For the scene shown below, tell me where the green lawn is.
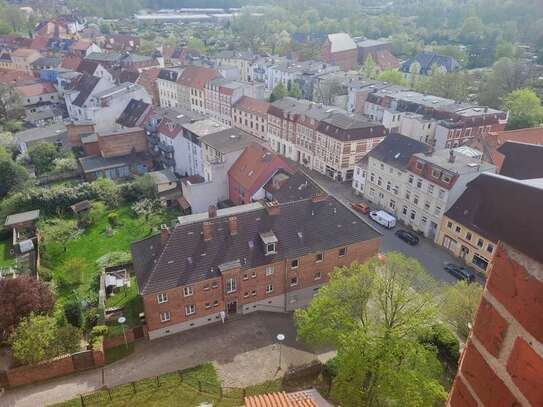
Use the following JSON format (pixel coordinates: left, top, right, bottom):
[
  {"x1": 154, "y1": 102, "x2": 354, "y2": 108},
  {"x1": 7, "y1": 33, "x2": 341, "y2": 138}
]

Job → Extract every line of text from the entries above verbatim, and leave the pictures out of your answer.

Response for this exercise →
For the scene shown below, tell me where the green lawn is.
Use the following JSON format (pixel coordinates: left, top, right, bottom):
[
  {"x1": 154, "y1": 102, "x2": 354, "y2": 108},
  {"x1": 7, "y1": 33, "x2": 341, "y2": 138}
]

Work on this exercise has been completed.